[[ INFORMATION GIVEN, beginning ]]

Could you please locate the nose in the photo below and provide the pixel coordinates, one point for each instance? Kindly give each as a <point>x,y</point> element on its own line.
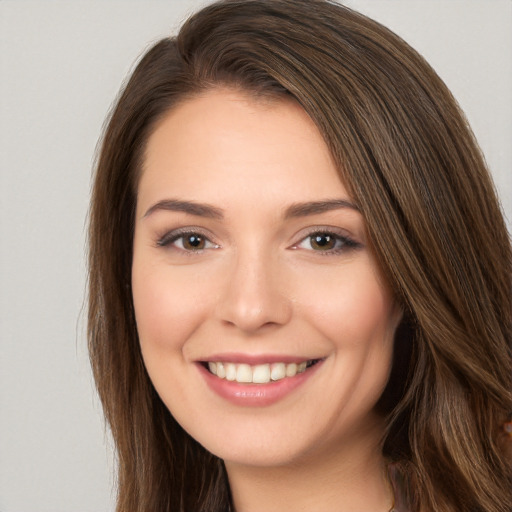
<point>254,295</point>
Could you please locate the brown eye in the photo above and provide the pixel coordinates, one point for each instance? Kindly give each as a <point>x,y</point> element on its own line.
<point>322,241</point>
<point>193,242</point>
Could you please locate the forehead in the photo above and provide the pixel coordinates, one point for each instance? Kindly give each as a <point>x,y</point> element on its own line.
<point>225,143</point>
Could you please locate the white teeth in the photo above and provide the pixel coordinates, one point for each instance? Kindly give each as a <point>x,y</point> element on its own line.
<point>258,374</point>
<point>278,371</point>
<point>244,373</point>
<point>261,374</point>
<point>230,371</point>
<point>291,370</point>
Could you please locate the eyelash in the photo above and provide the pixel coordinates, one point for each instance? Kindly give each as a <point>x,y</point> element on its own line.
<point>344,242</point>
<point>170,238</point>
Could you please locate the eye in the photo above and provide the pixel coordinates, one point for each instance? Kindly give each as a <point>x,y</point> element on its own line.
<point>189,241</point>
<point>327,242</point>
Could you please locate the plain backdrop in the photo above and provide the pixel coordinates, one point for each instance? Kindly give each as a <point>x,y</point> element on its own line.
<point>62,63</point>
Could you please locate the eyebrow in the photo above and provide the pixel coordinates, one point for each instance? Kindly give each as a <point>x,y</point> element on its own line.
<point>212,212</point>
<point>316,207</point>
<point>190,207</point>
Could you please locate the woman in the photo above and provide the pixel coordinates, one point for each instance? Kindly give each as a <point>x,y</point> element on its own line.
<point>299,274</point>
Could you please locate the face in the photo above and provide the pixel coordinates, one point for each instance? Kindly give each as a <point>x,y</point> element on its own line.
<point>264,324</point>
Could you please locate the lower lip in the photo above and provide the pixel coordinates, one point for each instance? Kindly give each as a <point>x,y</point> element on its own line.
<point>256,395</point>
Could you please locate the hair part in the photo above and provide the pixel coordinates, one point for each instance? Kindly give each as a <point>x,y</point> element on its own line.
<point>409,159</point>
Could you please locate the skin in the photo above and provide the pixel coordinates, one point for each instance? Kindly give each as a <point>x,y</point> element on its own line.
<point>258,285</point>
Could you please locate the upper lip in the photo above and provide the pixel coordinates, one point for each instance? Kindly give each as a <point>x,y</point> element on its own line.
<point>255,359</point>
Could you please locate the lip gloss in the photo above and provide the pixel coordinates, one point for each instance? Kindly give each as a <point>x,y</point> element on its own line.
<point>255,395</point>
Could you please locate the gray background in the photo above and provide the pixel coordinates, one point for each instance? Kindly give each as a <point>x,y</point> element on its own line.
<point>61,66</point>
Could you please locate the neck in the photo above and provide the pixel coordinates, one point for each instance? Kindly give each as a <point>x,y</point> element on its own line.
<point>352,478</point>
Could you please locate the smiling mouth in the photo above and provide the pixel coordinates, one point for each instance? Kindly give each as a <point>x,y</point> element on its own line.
<point>257,374</point>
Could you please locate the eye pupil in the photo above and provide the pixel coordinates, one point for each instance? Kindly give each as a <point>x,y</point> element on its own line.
<point>193,242</point>
<point>322,241</point>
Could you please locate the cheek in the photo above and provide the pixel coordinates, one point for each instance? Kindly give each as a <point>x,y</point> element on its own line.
<point>352,308</point>
<point>168,306</point>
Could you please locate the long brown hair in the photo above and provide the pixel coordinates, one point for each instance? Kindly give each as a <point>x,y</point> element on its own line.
<point>405,151</point>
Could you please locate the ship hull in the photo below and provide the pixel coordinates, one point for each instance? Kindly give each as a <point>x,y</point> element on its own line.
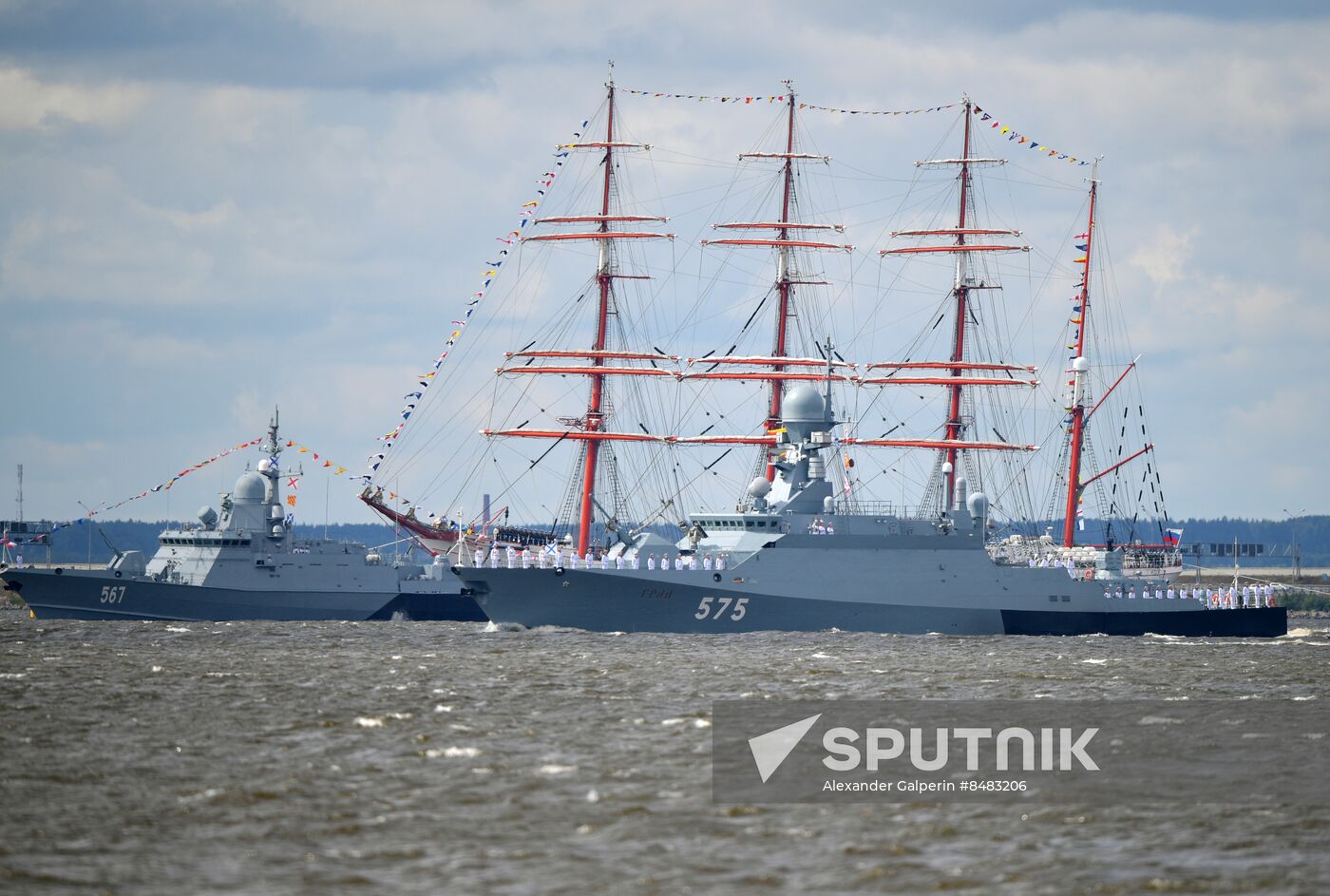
<point>77,595</point>
<point>694,601</point>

[[ INFORMATION GIVEN, end ]]

TASK DESCRIPTION:
Every line of the data above is to be set down word for word, with the pictures left out.

TASK SOLUTION:
Could you please locate the nose in the photo below and provide the pixel coordinates, one point for each instance? Kindly give each as a <point>x,y</point> element on its own line.
<point>254,295</point>
Could you please locate the brown eye in the photo above and provide the pixel coordinates, one point for each instance? Kindly give each as a <point>x,y</point> element on its own line.
<point>322,241</point>
<point>193,242</point>
Could you please locate the forehead in the photo above and provide the pixel coordinates, one point for each instance? Kindly give each as a <point>x,y</point> element on its own line.
<point>225,143</point>
Could you please locate the white teeth in the photo above and provide the pixel coordinates, one point for each instance? Kindly give each as a <point>x,y</point> element on its own line.
<point>258,374</point>
<point>278,371</point>
<point>244,373</point>
<point>261,374</point>
<point>230,371</point>
<point>291,370</point>
Could you please locate the eyelash in the photo above and provide the pixel coordinates, one point for each instance? Kindly give each as a <point>x,y</point> element on its own line.
<point>344,242</point>
<point>170,238</point>
Could you please locate the eye in the photo above and provide the pixel coordinates, one point for each instance? Kindly give each as a <point>x,y</point> element on its own line.
<point>189,241</point>
<point>327,242</point>
Could you please locate the plain backdrop in the photo above and provide the pixel coordinates, one point for each instance? Kindly give each as a <point>x,y</point> element on its own line.
<point>62,63</point>
Could you please locate the eyebrow in the photo above and provide the pixel coordinates, one point for each instance? Kindly give each as a <point>x,y</point> element on its own line.
<point>212,212</point>
<point>316,207</point>
<point>190,207</point>
Could you please locate the woman in the photo above and provide the pixel coordinates, one point for each instance? Kindly give each as a <point>x,y</point> element on its own line.
<point>299,274</point>
Could you please locate the face in the photo above and provide the pixel coordinates, one point for each instance? Kindly give each as a <point>x,y</point> element on its own line.
<point>264,324</point>
Could you please locate the lower lip in the photo above and provide the pixel coordinates, one point for each instance? Kindly give each as a <point>x,y</point> element on its own line.
<point>256,395</point>
Could you please locate the hair part in the photo above and provide the pixel coordinates, one point for each instance? Kindly give each as a <point>x,y</point> element on its own line.
<point>409,159</point>
Could you please locate the skin in the photo above and provide the pixel coordinates, one point for each instance? Kindly give each as a <point>x,y</point> element on its own line.
<point>258,285</point>
Could you please locate the upper lip in the photo above and provide the pixel coordinates, one point for each instance? Kindly give each as a <point>x,y</point> element on its own line.
<point>255,359</point>
Could you please locate the lip gloss in the photo above and provide the pixel coordinates, one point for each instance? Kindly give each as a <point>x,y</point> element on its own line.
<point>255,395</point>
Could you please locate the gray background in the photo above and provide the pixel coordinates, one point for each instance? Kindly give each as a <point>x,y</point> element on its own line.
<point>61,66</point>
Could you please locate the neck in the photo above and provide the pixel coordinates, one point for each instance? Kindly give each as a <point>x,y</point> element on its own line.
<point>352,478</point>
Could you please locate the smiling mouth in the photo above and provide the pixel coordinates, one point for each instance? Kindly give each as a <point>x,y</point> element on its own line.
<point>257,374</point>
Could you please locate the eye pupil in the photo above and provide the pixel coordinates, one point for each instance? Kindly give each as a <point>x,y</point> element on its own line.
<point>193,242</point>
<point>322,241</point>
Could you please locate the cheek in the photo above and provide the pixel coordinates, one point for each instance? Kindly give each as a <point>x,y</point> element on its own line.
<point>352,308</point>
<point>168,306</point>
Could you please locate the long brown hair in the photo above and provide the pixel coordinates, one point for each instance? Kindly give each as a <point>x,y</point> element on its own line.
<point>405,151</point>
Could you please locate the ship hull in the photo below and provide the pixel coordinates, one point for each instance? Kindly give each as a <point>x,y</point> element on its own line.
<point>77,595</point>
<point>694,601</point>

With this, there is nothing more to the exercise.